WHAT THE TASK REQUIRES ▸ Spot each line in the records below where the word "clicks" occurs, then copy it.

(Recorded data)
════

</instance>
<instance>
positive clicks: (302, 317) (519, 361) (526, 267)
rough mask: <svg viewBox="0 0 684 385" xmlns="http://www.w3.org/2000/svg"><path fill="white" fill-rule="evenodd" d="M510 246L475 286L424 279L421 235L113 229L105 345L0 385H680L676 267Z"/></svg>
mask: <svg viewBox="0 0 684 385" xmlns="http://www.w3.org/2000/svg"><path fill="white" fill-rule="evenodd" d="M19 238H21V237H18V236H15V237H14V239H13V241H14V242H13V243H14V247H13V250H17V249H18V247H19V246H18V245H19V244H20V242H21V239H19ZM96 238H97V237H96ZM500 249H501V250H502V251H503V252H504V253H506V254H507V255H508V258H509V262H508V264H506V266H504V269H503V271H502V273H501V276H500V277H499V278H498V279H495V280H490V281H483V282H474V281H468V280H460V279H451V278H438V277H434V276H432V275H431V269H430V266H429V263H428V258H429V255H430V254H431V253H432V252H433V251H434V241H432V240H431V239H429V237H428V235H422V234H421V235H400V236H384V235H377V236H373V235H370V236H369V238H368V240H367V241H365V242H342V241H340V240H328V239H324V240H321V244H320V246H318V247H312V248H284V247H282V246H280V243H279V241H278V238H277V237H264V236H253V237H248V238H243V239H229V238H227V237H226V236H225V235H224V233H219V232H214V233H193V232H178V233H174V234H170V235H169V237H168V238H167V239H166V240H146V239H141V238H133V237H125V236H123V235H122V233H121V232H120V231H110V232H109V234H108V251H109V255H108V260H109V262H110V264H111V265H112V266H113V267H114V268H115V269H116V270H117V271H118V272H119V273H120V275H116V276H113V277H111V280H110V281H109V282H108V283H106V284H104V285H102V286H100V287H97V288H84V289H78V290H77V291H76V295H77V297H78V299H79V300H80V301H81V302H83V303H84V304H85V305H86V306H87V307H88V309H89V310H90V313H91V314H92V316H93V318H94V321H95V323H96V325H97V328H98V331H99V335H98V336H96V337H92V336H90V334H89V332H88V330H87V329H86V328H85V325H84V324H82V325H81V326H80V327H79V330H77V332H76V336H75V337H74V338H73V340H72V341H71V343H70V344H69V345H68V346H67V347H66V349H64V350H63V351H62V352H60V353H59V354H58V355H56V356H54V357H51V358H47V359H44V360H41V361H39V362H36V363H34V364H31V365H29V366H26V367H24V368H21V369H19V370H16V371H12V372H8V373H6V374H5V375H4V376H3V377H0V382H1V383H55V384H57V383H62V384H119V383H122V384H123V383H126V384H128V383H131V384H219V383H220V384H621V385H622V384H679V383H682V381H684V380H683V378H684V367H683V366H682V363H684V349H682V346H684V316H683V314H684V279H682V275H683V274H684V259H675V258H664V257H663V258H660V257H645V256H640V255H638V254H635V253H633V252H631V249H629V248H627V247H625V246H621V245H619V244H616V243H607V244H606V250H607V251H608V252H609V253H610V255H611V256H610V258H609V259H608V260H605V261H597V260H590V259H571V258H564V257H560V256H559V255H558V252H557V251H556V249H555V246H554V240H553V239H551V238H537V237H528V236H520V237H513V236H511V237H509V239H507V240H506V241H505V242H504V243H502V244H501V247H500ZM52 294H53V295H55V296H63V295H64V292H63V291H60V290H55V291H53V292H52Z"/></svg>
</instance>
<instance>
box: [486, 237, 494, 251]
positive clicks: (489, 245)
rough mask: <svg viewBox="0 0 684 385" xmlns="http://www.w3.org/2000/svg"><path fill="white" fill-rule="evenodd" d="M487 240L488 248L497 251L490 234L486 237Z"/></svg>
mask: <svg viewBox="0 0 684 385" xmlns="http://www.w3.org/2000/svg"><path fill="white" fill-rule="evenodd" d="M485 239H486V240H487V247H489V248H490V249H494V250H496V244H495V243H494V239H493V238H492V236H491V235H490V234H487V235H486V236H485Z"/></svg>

════

RESULT ▸
positive clicks: (302, 317) (519, 361) (526, 267)
positive clicks: (489, 245)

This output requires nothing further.